# THE PROBLEM:
Copy out the records below, swapping every "category label" for "class name" and leaving everything else unchanged.

# Records on locating named things:
________________

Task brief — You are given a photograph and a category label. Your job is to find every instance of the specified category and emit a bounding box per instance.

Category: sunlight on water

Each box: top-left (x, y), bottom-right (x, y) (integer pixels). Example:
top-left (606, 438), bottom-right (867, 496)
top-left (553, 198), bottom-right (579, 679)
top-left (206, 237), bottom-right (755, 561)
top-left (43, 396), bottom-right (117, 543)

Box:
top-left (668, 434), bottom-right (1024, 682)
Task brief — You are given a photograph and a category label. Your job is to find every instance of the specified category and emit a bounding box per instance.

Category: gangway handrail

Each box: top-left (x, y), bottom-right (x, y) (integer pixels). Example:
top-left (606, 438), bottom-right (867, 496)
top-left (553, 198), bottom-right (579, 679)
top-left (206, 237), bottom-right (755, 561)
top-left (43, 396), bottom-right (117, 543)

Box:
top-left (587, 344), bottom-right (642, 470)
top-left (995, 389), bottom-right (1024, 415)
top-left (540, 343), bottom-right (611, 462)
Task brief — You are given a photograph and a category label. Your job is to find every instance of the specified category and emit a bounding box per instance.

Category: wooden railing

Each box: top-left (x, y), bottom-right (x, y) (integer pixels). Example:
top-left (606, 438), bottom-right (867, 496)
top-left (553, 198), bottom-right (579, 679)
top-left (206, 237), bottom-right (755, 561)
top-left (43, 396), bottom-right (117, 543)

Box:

________________

# ANSWER TO THE PROBLEM:
Task brief — You are given a photograph and a class name. Your job is to find every instance of the specified category and emit a bounding box per instance.

Category: sunlight on water

Each box: top-left (x, y), bottom-right (x, y) (integer pixels). Example:
top-left (606, 438), bottom-right (867, 496)
top-left (553, 198), bottom-right (579, 679)
top-left (206, 237), bottom-right (755, 561)
top-left (43, 396), bottom-right (117, 543)

Box:
top-left (668, 434), bottom-right (1024, 682)
Task brief — You are given a photograph and a class name. Your job is to find every instance of the specified category and emit a bounding box per instance.

Category: gangway handrail

Each box: top-left (x, y), bottom-right (x, y) (integer pixels). Example:
top-left (606, 438), bottom-right (867, 496)
top-left (553, 198), bottom-right (579, 679)
top-left (206, 237), bottom-right (755, 561)
top-left (43, 396), bottom-right (117, 543)

Box:
top-left (587, 344), bottom-right (642, 470)
top-left (995, 389), bottom-right (1024, 415)
top-left (540, 343), bottom-right (611, 462)
Task brief — You are given a photograph and a class name. Your job is to find every instance of the specified category and emit a bounding box per instance.

Category: wooden railing

Each box: top-left (x, y), bottom-right (x, y) (integer pixels). Example:
top-left (606, 438), bottom-right (867, 496)
top-left (553, 198), bottom-right (579, 679)
top-left (206, 237), bottom-right (755, 561)
top-left (43, 396), bottom-right (117, 543)

Box:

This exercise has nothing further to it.